● SET EXERCISE
Return each line in the items below that contains the string "orange". Case matters.

* * * *

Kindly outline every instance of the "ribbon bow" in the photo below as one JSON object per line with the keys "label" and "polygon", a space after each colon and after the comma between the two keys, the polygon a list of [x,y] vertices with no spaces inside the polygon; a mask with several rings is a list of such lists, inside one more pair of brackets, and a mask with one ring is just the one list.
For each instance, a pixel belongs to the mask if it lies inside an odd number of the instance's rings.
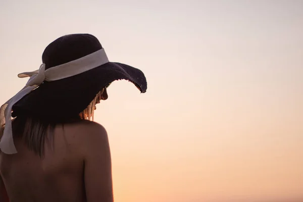
{"label": "ribbon bow", "polygon": [[[38,70],[18,74],[19,78],[29,77],[25,86],[0,108],[0,128],[4,127],[0,140],[0,149],[7,154],[17,153],[12,131],[12,108],[25,95],[40,85],[44,80],[56,81],[81,74],[108,63],[104,49],[102,48],[82,58],[47,69],[42,64]],[[1,134],[0,134],[1,135]]]}
{"label": "ribbon bow", "polygon": [[[43,82],[45,78],[45,65],[42,64],[38,70],[18,74],[18,76],[19,78],[29,77],[29,79],[26,83],[26,86],[21,90],[5,103],[0,108],[0,120],[1,120],[0,127],[3,127],[5,125],[3,135],[0,141],[0,149],[6,154],[17,153],[17,149],[14,144],[12,131],[12,108],[15,104]],[[3,115],[4,117],[3,117]],[[3,120],[5,120],[5,123]]]}

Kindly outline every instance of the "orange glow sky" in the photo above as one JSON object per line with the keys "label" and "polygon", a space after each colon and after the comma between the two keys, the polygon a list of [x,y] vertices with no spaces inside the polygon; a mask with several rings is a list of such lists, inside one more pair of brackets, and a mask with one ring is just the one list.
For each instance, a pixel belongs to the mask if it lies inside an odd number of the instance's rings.
{"label": "orange glow sky", "polygon": [[65,34],[141,69],[95,113],[116,201],[303,197],[303,1],[44,2],[0,2],[0,102]]}

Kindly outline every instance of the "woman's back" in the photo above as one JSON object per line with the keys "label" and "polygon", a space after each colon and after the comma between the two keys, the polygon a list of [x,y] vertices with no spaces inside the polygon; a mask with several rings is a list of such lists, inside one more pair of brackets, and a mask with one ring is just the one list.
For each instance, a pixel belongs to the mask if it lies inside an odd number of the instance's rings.
{"label": "woman's back", "polygon": [[89,121],[58,125],[52,141],[45,141],[42,158],[21,137],[14,139],[18,153],[0,153],[1,176],[10,201],[112,201],[104,128]]}

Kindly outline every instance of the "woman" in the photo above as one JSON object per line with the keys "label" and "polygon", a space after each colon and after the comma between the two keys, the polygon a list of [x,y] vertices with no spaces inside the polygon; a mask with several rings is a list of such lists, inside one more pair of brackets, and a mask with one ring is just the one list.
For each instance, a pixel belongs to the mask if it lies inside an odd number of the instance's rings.
{"label": "woman", "polygon": [[11,202],[113,201],[108,138],[93,112],[114,80],[145,92],[144,75],[110,62],[90,34],[62,36],[42,58],[39,70],[19,75],[30,77],[27,85],[0,110],[0,197],[6,188]]}

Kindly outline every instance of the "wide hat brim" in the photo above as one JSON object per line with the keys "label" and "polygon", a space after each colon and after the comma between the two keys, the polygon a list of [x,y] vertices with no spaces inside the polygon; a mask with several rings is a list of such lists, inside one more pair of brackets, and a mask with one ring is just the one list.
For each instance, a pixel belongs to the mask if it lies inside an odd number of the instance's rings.
{"label": "wide hat brim", "polygon": [[144,93],[145,77],[140,70],[109,62],[81,74],[54,81],[44,81],[13,107],[13,117],[30,114],[42,119],[66,120],[83,111],[105,87],[115,80],[133,83]]}

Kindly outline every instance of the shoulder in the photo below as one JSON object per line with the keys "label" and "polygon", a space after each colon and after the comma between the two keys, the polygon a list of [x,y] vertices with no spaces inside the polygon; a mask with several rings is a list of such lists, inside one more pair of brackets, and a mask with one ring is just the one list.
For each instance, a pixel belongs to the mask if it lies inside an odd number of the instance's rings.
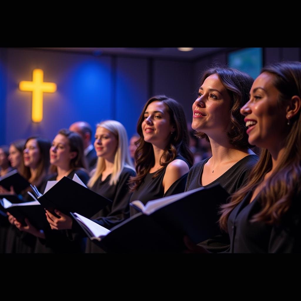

* * * *

● IN RESPONSE
Kindly outline every instance of the "orange glow sky" in the photo above as one JSON object per line with the keys "label" and "polygon", a space after each colon and after the comma between the two keys, the polygon a list of [x,y] vertices with no spaces inside the polygon; a mask with several rings is a list of such lists, inside one more pair of brackets, and a mask with one ring is just the one list.
{"label": "orange glow sky", "polygon": [[65,34],[141,69],[95,113],[116,201],[303,197],[303,1],[44,2],[0,2],[0,102]]}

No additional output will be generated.